▶ [Exercise directions]
Return all entries precisely as they stand, without the images.

────────────────────

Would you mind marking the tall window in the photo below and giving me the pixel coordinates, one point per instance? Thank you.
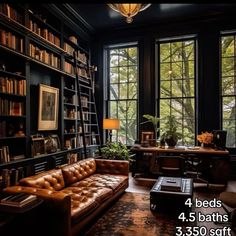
(122, 81)
(228, 87)
(176, 90)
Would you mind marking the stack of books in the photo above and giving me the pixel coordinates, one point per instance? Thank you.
(171, 184)
(18, 200)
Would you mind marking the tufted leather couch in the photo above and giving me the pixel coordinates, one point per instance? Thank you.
(75, 194)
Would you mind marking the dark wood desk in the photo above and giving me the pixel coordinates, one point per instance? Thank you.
(216, 161)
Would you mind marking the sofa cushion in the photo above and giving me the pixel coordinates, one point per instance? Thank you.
(114, 182)
(84, 199)
(52, 179)
(78, 171)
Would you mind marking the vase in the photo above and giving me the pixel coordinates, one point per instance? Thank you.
(206, 145)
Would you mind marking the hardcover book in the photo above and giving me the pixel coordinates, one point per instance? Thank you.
(171, 184)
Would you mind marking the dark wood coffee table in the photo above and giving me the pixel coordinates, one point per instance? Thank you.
(171, 200)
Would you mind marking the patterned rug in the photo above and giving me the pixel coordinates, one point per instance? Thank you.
(131, 215)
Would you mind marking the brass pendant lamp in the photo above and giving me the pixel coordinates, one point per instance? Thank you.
(129, 10)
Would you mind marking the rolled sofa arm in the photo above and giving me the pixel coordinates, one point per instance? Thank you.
(112, 166)
(57, 209)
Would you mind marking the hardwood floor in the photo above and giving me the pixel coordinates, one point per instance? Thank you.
(144, 185)
(139, 185)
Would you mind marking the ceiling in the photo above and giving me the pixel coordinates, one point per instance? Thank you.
(100, 17)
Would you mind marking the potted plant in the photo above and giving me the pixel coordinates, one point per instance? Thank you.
(169, 131)
(154, 120)
(115, 151)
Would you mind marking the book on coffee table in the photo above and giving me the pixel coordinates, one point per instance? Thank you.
(171, 184)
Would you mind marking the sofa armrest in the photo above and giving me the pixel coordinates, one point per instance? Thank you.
(112, 166)
(45, 194)
(57, 209)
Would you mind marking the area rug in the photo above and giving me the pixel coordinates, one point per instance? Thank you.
(131, 216)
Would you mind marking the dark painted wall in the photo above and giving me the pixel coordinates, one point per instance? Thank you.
(208, 83)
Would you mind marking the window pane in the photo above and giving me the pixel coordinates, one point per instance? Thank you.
(113, 109)
(132, 76)
(123, 57)
(188, 88)
(123, 74)
(228, 86)
(132, 93)
(114, 75)
(227, 46)
(165, 52)
(123, 91)
(177, 70)
(114, 91)
(165, 89)
(165, 71)
(176, 88)
(132, 59)
(122, 88)
(180, 68)
(227, 66)
(114, 59)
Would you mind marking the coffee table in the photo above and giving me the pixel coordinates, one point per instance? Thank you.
(171, 200)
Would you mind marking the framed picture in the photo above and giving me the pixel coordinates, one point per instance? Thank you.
(48, 108)
(146, 135)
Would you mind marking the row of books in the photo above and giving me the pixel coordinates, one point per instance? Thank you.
(11, 129)
(81, 57)
(12, 176)
(10, 40)
(83, 72)
(69, 68)
(10, 12)
(74, 142)
(45, 33)
(18, 200)
(84, 101)
(12, 86)
(11, 108)
(45, 56)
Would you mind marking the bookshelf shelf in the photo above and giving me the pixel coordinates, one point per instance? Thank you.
(50, 54)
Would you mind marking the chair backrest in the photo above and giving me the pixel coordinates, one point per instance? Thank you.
(171, 165)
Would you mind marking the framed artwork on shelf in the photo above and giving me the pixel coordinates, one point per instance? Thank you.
(48, 107)
(146, 136)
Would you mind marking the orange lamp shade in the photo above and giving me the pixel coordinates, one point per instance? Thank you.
(111, 124)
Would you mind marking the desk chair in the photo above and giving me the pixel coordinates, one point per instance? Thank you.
(228, 200)
(171, 165)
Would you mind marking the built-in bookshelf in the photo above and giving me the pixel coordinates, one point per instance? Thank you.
(37, 48)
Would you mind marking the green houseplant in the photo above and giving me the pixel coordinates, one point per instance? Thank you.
(115, 151)
(154, 120)
(169, 131)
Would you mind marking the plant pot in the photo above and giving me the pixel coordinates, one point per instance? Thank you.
(171, 142)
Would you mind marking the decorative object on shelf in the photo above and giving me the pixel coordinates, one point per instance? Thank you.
(155, 121)
(146, 137)
(219, 138)
(205, 138)
(111, 124)
(129, 10)
(115, 151)
(48, 107)
(37, 145)
(169, 131)
(52, 143)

────────────────────

▶ [Written response]
Would you mind marking the tall window in the photo below and giving me the pixel coordinates, one point per instance? Thank you.
(122, 81)
(228, 87)
(176, 90)
Would you mind marking the stack of books in the photo above and giving me the pixel coordinates, one point per instance? Thank you.
(171, 184)
(18, 200)
Would you mind marking the tufted leather couch in the photo above and giving me the pixel coordinates, one point per instance? Thank you.
(75, 194)
Would you mind marking the dark wood desk in the photo above and giving me the pixel coordinates, one point per instance? Thank you.
(216, 161)
Would you mind marking the sofa cushion in the photo above and giving me the pixel coordinates, one point per instance? Thank you.
(114, 182)
(84, 199)
(52, 179)
(78, 171)
Would you mind marking the vase in the photo above and giving me the pixel coordinates, one point per instance? Thank you.
(206, 145)
Would you mind marking the hardcover book in the photo above and giving me the pixel coordinates, one point per instance? Thank you.
(171, 184)
Would you mind marking the dark wood coffee table in the photo above and giving me the pixel coordinates, one point per instance? Thank you.
(171, 200)
Would you mind marking the patterned rug in the photo above and giving me the pixel coordinates, one point per instance? Thank you.
(131, 215)
Would you mind marking the brass pendant lamp in the photo above and giving me the pixel coordinates, one point per instance? Thank you.
(129, 10)
Would you mind marking the rolled sofa arm in the photo above and giving me the pixel coordinates, one point per instance? Thank you.
(112, 166)
(57, 209)
Would you mind marking the hardwood floor in the photo above and giving me the pixel coordinates, one point per instance? Thank you.
(144, 185)
(139, 185)
Would you mind marking the ceiling in the photo above and giving me the pixel coordinates, one point per instance? Thank you.
(100, 17)
Would you mind marking the potted plant in the photo above and giving me the pixel coordinates, one point per instance? Thank you.
(169, 131)
(154, 120)
(115, 151)
Would you mind marking the book on coffee table in the photo above and giving me the pixel coordinates, one point per instance? Thank you.
(171, 184)
Would you mind marking the sofa armrest in the photo above and giving me the pixel coordinates, one point per instance? Thank you.
(112, 166)
(45, 194)
(57, 209)
Would you mind marking the area rug in the photo above and giving me the pixel coordinates, one point per instance? Thank you.
(131, 216)
Would you mind marking the dark painted wall in the photo above and giving me the pixel coordinates, one point per instance? Thank you.
(208, 83)
Would you mind marking the window pane in the photo above and giving me the pixel coordinates, one point per instance? Thank you.
(113, 109)
(132, 76)
(123, 57)
(188, 88)
(123, 74)
(228, 86)
(132, 93)
(114, 75)
(227, 46)
(165, 52)
(123, 91)
(177, 70)
(114, 91)
(165, 89)
(165, 71)
(176, 88)
(132, 59)
(122, 88)
(180, 68)
(227, 66)
(114, 59)
Would you mind marking the coffee table in the photo above and giving me the pixel coordinates, one point per instance? Thank you.
(171, 200)
Would you mind marking the framed picture in the photo above and giving me the pixel coordinates, one point per instance? Thank you.
(48, 108)
(146, 135)
Would you mind marking the row of books in the photo above and giving me the pixel coordinates, one point per instance? Thank you.
(11, 129)
(81, 57)
(12, 176)
(10, 40)
(83, 72)
(69, 68)
(10, 12)
(74, 142)
(45, 33)
(18, 200)
(84, 101)
(12, 86)
(11, 108)
(45, 56)
Would you mind marking the bookshelf shelf in the photo above and giving me the pixel coordinates, one point per instance? Thank you.
(50, 54)
Would you mind marking the chair backrest in the photo above and giving me the pixel coordinates, one point per instance? Thank you.
(171, 165)
Would you mind marking the framed artwork on shelf in the photo above and giving me the pixel coordinates, one point per instance? Thank you.
(48, 107)
(146, 136)
Would you mind marking the orange lamp shade in the photo above and giving me the pixel coordinates, one point per instance? Thank you.
(111, 124)
Would you mind marking the desk chair in the photo above and giving me the pixel coordinates, one point per instance? Thank you.
(228, 200)
(171, 165)
Would you mind marking the built-in bookshelf in the photo above and giving me the pixel coordinates, one point per instance? Thank you.
(37, 48)
Would you mind marking the green houseplant in the photo above and giving me the pixel coordinates, one point per instance? Thank you.
(115, 151)
(154, 120)
(169, 131)
Would you mind marking the plant pot in the photo above and giving me the pixel coordinates, one point per instance? Thank you.
(171, 142)
Would you mind marking the decorative object on shelf in the photo above and giving me the pixel coordinates, one point per instance? Thank you.
(155, 121)
(146, 137)
(219, 138)
(205, 138)
(111, 124)
(129, 10)
(115, 151)
(48, 107)
(37, 145)
(169, 131)
(52, 143)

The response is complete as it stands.